Provided text:
Website owners, operations teams, and privacy reviewers
AI Chatbot Privacy and Security Checklist for Website Owners
A plain-language checklist for chatbot data collection, access, disclosures, retention, vendors, and human review. Educational information, not legal advice.
What information should a website chatbot collect?
Collect only the information needed for the stated purpose. If an email address is enough for follow-up, avoid requesting unrelated identifiers or sensitive details. Define required and optional fields, explain why they are requested, and do not train the bot on confidential material unless access is appropriately restricted.
Tell visitors when they are interacting with AI
Use clear interface language that identifies the assistant as automated, explains how submitted information may be used, and provides a route to a person when appropriate. Link to the applicable privacy notice near data-collection points rather than hiding the disclosure in unrelated content.
Control access and retention
Use private bots for restricted knowledge, limit administrative access, review collaborators, and remove data that is no longer needed. Decide how long conversations and leads should be retained based on business needs and applicable obligations, then document and follow that process.
Review vendors and data flows
Map which providers receive chatbot content, where data is processed, and which contractual or security terms apply. If the bot sends leads to a webhook or live endpoint, secure that destination, validate requests, restrict exposed fields, and avoid placing credentials in public client code.
Get advice for your jurisdiction and use case
Privacy, consent, accessibility, consumer-protection, employment, health, and sector-specific requirements vary by location and use. This checklist is general educational information, not legal advice. Consult qualified counsel before deploying a chatbot for sensitive data, regulated decisions, children, or high-impact use cases.

(Collected data entries)
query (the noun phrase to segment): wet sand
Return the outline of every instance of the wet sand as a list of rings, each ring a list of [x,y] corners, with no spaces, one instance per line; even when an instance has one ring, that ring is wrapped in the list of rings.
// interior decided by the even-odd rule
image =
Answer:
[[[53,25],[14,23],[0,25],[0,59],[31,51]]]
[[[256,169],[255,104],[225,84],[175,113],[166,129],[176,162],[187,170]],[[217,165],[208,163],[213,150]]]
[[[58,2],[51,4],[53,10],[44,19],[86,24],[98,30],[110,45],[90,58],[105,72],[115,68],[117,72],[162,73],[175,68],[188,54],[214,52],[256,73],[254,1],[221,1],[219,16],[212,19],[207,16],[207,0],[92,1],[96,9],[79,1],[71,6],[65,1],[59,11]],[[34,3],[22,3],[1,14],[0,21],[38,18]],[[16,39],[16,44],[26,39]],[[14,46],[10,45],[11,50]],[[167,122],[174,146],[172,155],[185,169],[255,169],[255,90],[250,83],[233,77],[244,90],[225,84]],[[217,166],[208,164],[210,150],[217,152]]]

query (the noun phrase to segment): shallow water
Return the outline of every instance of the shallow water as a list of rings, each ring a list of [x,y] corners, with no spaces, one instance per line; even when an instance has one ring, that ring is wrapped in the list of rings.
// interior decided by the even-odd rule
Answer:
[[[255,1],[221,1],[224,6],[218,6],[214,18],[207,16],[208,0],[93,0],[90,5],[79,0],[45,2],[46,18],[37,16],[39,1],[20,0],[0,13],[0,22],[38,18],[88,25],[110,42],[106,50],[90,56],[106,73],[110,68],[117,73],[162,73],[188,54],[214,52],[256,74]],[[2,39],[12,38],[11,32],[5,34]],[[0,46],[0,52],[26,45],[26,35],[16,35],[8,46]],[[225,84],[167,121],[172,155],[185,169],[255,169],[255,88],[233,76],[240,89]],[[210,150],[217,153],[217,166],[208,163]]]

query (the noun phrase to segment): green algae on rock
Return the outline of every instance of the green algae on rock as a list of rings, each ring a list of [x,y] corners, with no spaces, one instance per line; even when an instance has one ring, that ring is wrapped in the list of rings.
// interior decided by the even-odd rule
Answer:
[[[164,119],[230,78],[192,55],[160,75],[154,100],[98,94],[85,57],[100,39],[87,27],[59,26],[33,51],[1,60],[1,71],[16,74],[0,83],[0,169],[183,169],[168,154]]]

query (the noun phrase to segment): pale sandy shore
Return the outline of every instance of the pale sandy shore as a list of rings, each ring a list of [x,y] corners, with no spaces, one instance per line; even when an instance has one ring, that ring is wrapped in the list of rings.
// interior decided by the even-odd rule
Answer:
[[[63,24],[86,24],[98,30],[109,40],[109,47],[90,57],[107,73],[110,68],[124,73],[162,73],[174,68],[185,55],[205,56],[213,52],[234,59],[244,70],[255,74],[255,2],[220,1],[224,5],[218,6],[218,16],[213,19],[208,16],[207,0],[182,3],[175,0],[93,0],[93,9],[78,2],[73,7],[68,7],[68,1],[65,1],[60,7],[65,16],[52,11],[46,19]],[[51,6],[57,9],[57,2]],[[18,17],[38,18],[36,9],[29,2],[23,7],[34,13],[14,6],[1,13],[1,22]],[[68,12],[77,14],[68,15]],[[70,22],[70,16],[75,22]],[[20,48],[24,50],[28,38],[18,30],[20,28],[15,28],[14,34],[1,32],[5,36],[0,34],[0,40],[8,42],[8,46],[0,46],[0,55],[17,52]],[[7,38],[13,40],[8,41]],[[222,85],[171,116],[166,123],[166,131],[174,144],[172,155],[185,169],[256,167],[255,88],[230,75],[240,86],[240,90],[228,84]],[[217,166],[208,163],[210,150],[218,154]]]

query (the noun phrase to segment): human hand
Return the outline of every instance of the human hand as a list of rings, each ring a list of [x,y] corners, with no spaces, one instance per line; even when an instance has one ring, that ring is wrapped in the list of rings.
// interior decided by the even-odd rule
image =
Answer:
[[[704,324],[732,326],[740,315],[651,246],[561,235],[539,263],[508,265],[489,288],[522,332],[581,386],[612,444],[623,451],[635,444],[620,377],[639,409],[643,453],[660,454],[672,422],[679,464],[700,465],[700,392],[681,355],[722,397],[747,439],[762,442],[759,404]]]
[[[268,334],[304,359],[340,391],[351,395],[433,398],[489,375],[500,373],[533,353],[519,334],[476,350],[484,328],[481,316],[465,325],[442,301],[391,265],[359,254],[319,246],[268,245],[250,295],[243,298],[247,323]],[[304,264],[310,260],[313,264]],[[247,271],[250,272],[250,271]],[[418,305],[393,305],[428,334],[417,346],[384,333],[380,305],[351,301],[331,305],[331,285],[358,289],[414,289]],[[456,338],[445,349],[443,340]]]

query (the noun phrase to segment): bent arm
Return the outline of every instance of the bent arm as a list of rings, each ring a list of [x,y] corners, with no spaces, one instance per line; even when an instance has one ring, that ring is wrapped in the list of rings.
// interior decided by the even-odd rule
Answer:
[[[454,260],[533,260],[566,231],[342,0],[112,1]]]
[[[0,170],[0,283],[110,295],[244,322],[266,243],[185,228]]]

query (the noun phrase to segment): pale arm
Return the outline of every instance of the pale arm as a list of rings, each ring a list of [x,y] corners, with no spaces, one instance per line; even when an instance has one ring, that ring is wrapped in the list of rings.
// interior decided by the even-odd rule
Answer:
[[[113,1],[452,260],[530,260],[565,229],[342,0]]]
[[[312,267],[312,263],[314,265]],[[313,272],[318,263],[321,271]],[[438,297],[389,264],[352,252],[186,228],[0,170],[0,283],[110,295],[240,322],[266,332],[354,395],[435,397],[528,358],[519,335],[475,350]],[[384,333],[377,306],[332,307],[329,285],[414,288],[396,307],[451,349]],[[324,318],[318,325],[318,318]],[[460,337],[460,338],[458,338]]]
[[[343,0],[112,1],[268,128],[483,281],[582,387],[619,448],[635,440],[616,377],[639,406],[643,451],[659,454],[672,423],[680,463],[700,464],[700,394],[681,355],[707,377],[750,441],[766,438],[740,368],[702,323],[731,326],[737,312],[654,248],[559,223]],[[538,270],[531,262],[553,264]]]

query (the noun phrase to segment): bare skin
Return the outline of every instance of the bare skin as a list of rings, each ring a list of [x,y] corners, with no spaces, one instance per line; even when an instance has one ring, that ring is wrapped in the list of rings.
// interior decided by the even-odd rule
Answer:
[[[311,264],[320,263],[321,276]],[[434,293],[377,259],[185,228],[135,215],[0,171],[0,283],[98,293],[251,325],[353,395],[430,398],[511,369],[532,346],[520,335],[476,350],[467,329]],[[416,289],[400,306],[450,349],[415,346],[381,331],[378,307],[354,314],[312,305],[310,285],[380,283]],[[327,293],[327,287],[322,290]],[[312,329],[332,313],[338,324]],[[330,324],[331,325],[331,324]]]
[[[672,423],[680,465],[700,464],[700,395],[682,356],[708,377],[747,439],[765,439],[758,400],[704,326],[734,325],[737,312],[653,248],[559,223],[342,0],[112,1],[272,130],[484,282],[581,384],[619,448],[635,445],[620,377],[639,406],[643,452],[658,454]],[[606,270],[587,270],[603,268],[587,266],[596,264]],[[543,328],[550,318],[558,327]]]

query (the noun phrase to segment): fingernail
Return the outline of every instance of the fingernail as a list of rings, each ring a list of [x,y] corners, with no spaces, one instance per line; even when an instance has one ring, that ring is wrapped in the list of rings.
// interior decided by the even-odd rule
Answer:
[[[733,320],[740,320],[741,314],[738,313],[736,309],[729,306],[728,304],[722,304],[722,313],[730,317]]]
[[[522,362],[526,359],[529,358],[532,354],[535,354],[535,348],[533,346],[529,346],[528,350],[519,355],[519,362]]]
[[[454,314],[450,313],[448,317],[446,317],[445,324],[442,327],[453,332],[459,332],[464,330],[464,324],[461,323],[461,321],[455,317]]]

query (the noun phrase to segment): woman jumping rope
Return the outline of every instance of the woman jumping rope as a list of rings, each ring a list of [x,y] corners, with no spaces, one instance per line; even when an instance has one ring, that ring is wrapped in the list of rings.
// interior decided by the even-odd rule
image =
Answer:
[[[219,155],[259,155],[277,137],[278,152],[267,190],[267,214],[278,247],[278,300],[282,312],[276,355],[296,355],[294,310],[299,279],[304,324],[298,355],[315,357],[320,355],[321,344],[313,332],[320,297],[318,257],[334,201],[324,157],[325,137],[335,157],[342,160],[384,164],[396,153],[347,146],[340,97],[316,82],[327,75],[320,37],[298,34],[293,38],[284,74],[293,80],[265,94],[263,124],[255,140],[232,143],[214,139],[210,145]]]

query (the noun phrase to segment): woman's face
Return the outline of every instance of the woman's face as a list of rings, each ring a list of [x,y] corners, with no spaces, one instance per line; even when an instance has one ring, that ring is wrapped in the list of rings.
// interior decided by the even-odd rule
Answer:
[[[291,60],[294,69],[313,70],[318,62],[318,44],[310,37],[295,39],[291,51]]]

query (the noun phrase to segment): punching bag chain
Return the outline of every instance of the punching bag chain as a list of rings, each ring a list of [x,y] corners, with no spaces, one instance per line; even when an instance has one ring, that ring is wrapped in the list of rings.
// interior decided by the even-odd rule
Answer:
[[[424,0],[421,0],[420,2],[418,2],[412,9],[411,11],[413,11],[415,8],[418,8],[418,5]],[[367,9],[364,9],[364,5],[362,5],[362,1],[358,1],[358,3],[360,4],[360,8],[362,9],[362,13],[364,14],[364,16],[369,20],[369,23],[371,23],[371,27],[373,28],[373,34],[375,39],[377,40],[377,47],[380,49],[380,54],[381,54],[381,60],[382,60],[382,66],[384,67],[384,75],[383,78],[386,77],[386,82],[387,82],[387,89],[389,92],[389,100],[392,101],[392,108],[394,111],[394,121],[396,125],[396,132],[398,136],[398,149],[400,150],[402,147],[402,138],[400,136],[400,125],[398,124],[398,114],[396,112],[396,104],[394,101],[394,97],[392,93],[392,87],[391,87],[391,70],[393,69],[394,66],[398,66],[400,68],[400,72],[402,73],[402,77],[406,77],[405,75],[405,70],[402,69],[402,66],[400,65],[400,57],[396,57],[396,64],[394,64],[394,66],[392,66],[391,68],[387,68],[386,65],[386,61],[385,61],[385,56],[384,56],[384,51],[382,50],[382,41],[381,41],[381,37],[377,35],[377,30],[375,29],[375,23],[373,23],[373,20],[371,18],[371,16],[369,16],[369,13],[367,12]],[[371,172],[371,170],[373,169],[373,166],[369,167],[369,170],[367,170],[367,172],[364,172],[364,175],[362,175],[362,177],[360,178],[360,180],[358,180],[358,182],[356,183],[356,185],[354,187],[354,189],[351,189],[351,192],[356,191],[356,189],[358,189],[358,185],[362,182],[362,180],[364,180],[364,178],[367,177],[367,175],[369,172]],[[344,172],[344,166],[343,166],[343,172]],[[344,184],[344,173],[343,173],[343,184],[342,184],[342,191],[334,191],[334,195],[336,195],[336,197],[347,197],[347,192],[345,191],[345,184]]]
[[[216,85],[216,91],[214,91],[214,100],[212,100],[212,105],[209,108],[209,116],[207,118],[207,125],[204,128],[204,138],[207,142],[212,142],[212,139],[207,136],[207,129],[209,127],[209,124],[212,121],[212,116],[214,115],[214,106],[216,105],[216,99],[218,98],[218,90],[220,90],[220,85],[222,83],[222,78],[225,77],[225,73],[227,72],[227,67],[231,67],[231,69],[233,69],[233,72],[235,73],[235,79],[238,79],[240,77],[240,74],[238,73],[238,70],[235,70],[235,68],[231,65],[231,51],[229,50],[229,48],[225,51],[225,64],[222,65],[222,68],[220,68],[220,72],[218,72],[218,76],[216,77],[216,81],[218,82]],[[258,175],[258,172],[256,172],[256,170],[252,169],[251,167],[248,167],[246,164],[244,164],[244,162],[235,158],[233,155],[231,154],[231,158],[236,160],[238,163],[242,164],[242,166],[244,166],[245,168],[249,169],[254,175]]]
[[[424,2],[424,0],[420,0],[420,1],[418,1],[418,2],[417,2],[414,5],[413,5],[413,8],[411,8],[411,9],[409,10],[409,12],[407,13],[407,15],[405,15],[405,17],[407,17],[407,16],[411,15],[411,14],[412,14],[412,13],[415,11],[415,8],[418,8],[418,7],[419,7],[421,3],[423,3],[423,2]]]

Exercise instructions:
1. Decide whether each statement agrees with the chatbot checklist, answering yes or no and quoting the words from the checklist that settle it: (a) the checklist presents itself as legal advice; (b) the checklist says visitors should be told the assistant is automated; (c) the checklist recommends putting credentials in public client code when a bot sends leads to a webhook.
2. Change the chatbot checklist's stretch from "Website owners, operations" through "is appropriately restricted." by replacing "email address" with "phone number", and write out the revised stretch.
The listing has no connection to the chatbot checklist.

Solutions below:
1.
(a) No: "This checklist is general educational information, not legal advice."
(b) Yes: "Use clear interface language that identifies the assistant as automated"
(c) No: "avoid placing credentials in public client code"

2.
Website owners, operations teams, and privacy reviewers
AI Chatbot Privacy and Security Checklist for Website Owners
A plain-language checklist for chatbot data collection, access, disclosures, retention, vendors, and human review. Educational information, not legal advice.
What information should a website chatbot collect?
Collect only the information needed for the stated purpose. If an phone number is enough for follow-up, avoid requesting unrelated identifiers or sensitive details. Define required and optional fields, explain why they are requested, and do not train the bot on confidential material unless access is appropriately restricted.